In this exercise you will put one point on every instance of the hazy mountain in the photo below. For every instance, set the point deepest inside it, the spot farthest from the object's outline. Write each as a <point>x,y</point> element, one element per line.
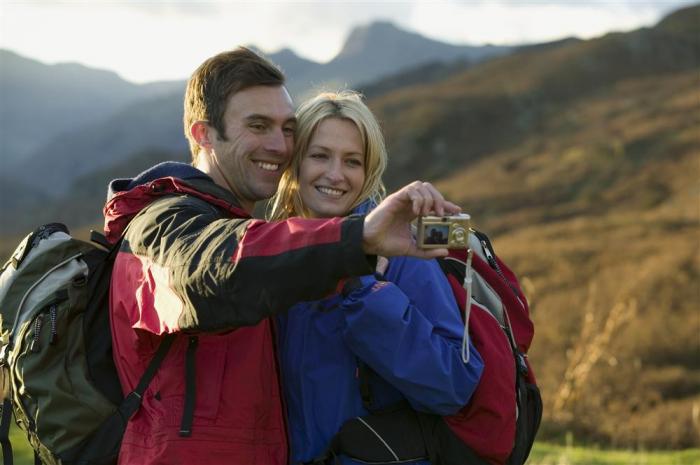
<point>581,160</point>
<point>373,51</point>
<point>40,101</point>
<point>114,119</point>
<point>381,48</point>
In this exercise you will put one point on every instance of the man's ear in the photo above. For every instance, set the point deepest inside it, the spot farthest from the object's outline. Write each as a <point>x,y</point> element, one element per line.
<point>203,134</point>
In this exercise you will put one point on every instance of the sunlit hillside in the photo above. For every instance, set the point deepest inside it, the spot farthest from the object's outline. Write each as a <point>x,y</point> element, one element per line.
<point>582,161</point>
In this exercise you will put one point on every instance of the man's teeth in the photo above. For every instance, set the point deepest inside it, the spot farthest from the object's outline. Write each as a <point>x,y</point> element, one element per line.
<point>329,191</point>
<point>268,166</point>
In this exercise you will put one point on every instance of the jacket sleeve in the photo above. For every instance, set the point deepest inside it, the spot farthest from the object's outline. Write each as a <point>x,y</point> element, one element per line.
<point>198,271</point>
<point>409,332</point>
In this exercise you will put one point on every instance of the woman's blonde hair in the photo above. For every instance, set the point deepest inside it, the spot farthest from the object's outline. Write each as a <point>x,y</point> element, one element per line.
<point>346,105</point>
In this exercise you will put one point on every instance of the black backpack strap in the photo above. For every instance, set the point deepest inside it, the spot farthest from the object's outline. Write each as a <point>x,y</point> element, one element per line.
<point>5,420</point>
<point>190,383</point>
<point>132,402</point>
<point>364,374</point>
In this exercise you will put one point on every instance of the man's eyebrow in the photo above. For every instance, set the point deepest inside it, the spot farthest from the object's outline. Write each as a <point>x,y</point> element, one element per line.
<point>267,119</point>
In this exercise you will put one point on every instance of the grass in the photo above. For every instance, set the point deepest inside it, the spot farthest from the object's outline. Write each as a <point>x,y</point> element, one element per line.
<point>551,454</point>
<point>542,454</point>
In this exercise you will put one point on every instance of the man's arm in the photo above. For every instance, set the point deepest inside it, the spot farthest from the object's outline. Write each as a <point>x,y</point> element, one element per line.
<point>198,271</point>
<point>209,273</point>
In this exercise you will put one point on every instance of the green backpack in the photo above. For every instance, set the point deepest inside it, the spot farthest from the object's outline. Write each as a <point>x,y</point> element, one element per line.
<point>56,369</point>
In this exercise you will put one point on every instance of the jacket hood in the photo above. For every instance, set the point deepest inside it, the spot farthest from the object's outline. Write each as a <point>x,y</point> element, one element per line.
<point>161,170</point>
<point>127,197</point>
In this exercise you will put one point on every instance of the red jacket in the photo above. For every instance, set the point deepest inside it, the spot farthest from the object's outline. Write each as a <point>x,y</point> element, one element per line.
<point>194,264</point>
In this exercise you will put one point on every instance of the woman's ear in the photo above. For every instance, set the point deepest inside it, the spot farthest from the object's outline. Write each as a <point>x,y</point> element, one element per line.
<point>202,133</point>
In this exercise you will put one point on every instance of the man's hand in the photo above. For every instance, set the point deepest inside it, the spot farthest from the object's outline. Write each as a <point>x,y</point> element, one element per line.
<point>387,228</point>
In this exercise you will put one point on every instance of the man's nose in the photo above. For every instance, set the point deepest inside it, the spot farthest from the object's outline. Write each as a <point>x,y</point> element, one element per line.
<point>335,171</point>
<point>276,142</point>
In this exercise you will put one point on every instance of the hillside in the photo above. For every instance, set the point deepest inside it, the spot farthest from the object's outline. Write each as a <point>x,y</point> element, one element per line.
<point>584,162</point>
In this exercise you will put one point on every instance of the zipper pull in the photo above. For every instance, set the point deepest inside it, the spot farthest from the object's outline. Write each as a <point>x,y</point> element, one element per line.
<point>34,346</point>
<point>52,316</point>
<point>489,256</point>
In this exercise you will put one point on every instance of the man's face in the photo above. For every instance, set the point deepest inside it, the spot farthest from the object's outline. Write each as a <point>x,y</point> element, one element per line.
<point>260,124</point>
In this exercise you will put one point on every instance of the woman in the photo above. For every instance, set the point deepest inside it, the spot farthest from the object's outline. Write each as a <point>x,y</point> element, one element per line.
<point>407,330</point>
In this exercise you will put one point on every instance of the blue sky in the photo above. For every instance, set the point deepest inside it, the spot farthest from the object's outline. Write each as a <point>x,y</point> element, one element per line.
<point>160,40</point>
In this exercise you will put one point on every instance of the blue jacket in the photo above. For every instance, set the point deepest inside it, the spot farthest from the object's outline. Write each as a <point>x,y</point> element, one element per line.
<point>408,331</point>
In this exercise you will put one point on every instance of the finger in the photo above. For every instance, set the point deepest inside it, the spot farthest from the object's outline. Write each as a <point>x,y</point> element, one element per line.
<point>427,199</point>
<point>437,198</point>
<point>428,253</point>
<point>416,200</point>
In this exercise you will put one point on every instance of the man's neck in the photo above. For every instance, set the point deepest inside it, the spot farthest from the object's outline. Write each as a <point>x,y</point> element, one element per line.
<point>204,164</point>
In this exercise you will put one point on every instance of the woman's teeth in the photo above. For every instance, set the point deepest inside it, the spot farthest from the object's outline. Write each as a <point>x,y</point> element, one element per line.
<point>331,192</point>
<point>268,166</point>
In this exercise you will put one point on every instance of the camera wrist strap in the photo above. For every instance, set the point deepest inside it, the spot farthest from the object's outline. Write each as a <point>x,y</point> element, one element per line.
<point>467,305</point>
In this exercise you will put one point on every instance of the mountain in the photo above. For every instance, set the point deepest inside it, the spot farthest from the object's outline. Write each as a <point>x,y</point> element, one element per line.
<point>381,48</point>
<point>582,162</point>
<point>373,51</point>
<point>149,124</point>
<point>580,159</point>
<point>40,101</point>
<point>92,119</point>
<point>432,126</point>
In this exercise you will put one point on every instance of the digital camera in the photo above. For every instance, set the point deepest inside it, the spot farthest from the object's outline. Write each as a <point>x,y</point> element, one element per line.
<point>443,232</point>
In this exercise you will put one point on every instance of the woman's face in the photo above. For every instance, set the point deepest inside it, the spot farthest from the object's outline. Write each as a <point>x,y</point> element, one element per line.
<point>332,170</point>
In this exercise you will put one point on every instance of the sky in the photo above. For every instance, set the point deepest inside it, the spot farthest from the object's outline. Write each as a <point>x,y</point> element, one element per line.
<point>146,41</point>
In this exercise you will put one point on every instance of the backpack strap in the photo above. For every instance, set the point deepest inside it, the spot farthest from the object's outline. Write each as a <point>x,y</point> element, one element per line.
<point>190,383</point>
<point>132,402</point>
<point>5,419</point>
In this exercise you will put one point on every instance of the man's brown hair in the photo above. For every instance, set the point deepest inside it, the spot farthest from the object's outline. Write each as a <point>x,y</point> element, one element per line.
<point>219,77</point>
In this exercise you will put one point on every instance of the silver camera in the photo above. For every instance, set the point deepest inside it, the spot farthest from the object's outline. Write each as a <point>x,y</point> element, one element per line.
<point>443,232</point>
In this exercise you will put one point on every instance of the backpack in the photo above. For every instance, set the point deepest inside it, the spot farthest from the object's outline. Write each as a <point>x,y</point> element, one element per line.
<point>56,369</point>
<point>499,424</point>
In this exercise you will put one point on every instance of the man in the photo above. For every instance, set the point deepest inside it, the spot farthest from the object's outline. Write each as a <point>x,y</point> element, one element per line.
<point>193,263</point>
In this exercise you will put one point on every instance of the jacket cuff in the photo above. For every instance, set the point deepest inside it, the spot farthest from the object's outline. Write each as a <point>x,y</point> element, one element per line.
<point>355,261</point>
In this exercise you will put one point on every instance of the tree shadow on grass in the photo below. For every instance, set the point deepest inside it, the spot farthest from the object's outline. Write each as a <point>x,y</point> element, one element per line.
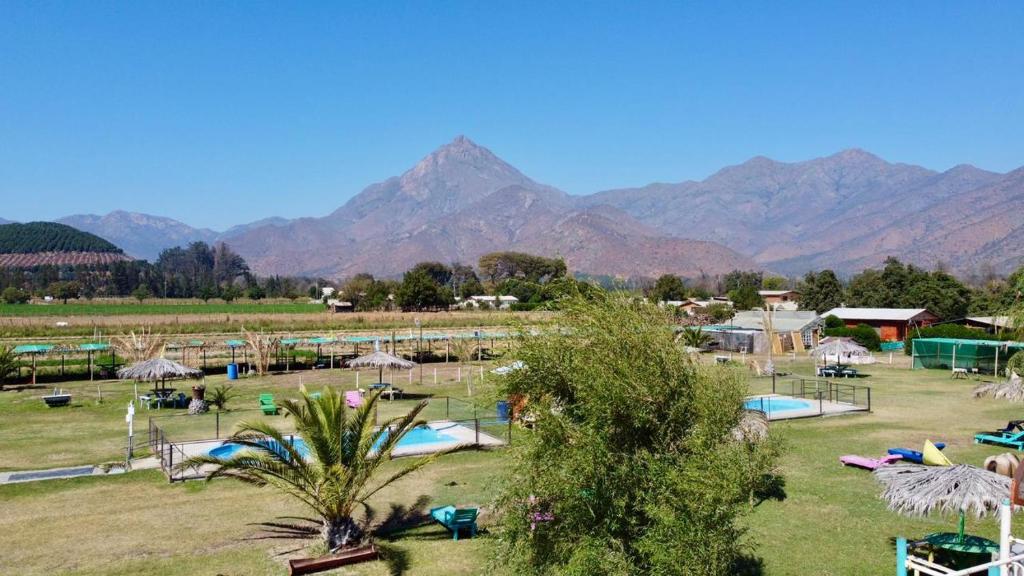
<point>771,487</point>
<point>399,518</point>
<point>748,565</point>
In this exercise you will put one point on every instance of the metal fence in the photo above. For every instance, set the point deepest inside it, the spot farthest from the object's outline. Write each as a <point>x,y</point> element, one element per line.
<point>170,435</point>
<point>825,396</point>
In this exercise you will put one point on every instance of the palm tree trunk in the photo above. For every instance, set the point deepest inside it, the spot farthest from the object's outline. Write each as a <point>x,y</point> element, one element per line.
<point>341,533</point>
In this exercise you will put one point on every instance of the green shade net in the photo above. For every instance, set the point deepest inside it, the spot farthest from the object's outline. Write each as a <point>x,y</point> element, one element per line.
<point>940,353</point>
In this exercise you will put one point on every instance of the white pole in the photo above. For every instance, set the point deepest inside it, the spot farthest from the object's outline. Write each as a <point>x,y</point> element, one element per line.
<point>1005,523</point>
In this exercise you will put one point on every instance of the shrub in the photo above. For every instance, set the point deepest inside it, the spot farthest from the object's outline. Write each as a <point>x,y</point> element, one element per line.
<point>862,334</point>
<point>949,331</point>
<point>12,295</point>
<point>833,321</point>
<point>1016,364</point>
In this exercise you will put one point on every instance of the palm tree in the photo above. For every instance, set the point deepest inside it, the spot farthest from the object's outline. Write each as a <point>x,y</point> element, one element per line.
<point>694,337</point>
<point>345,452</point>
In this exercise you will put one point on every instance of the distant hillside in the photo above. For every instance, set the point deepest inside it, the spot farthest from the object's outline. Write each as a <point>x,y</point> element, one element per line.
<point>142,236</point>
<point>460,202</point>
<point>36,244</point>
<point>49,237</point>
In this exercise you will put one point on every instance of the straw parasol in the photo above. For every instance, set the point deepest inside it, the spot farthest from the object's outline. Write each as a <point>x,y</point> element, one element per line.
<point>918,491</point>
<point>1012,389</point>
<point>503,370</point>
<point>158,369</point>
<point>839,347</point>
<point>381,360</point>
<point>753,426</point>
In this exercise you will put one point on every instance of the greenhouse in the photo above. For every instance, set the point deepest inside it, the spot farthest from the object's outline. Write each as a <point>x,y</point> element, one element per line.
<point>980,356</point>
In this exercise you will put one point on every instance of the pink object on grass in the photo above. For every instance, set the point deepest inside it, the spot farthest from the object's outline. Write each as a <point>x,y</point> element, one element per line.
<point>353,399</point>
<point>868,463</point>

● ● ● ● ● ● ●

▶ _To do_
Return the line that contains "of the straw" and all lines after it, verbatim, and nothing else.

▶ _Finished task_
In this exercise you will put one point on every instance of the straw parasol in the photo above. For every instance, set the point deepest inside it, the spot farthest from the object's outline. Write each as a <point>x,y</point> element, one element per line.
<point>918,491</point>
<point>1012,389</point>
<point>503,370</point>
<point>158,369</point>
<point>839,347</point>
<point>381,360</point>
<point>753,426</point>
In this exercise you will put one point on every instance of the greenhouse in the photo above. For every instance, set the point deepest inside it, the spot farthest from the object's outline. Write each as a <point>x,y</point> element, one element per line.
<point>980,356</point>
In this exercise you will put one point on every instance of the pink object on grass in the photo above. For every instance, set the point deepest inside it, the spot farthest from the object's outline. Write each as a <point>x,y</point> element, one element per line.
<point>353,399</point>
<point>868,463</point>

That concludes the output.